[Task directions]: Rewrite the stretch of the aged care text from "The Interim Report" through "families are spent.", swapping "transparency" for "openness".

[Text excerpt]:
People with dementia are also encouraged to carry a QR code on a walking stick or hat. If they are lost, a smart phone scan of the code shows their details. Even with the use of technology to keep older people at home for longer with apps, infra-red rays to detect change such as infections causing more frequent visits to the toilet and videos on how to run a bath or boil a kettle there will be a shortage of both care workers and nursing care for the next three decades globally.
Like Japan, older people in the Netherlands also prefer to live at home for as long as possible. Innovation in dementia care includes “a dementia village “and is a move away from the medical and institutional model to a non-institutional, social model of care. The dementia village is on the site of a conventional care home with operating costs that are no higher, covered by Dutch long-term care insurance.
The Netherlands model of home-based care is used in twenty-five countries and comprises small teams of nurses responsible for the care of lonely older people in a neighbourhood. They are paid professional wages and operate autonomously to give care to those in need. Day care centres are also important for those with dementia and their carers to provide safe care to enable carers to have breaks.
Denmark is another country which has invested in the provision of non-residential and currently spends more on non-residential care than residential care.
Lessons from COVID-19 for Australia
COVID-19 has shown up the many flaws in our aged care system, particularly the shortage of the skilled care workforce.
The Interim Report of the Aged Care Royal Commission discusses the poor quality of care and the lack of a timely and transparent complaints system the need for ratios for nursing staff and care workers, and the lack of transparency to enable those who need care and their families to discern which aged care facilities comply with standards.
Some commentators have criticised the current regulatory system as being “punitive with no rewards for good performance.”
Others have pointed out the lack of transparency around how the significant government funds and personal contributions from older people and their families are spent.
The care workforce is low paid and has led to carers being in short supply working in several care homes contributing to the spread of the virus. Recently the federal government stepped in with additional funding for infection control but there is still no mandated number of skilled nursing or care workers needed to meet the highest quality and safety standards.

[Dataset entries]
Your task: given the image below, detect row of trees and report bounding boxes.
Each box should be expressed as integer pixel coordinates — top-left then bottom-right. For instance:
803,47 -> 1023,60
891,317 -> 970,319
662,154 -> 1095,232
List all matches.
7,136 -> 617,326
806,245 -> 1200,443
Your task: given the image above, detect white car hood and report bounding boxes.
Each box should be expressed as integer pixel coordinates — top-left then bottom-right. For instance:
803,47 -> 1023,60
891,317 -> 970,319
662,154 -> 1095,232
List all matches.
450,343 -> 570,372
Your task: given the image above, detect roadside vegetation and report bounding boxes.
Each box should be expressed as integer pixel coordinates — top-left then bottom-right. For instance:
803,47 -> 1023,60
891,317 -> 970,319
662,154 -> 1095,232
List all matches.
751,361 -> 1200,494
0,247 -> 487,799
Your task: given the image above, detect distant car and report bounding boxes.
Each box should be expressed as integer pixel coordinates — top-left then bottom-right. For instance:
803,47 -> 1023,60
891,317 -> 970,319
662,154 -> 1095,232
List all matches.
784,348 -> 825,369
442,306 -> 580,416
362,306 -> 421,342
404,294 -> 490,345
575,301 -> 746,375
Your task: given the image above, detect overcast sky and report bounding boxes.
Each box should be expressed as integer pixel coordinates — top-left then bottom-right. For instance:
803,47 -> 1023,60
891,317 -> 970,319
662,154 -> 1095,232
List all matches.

[Task output]:
The Interim Report of the Aged Care Royal Commission discusses the poor quality of care and the lack of a timely and transparent complaints system the need for ratios for nursing staff and care workers, and the lack of openness to enable those who need care and their families to discern which aged care facilities comply with standards.
Some commentators have criticised the current regulatory system as being “punitive with no rewards for good performance.”
Others have pointed out the lack of openness around how the significant government funds and personal contributions from older people and their families are spent.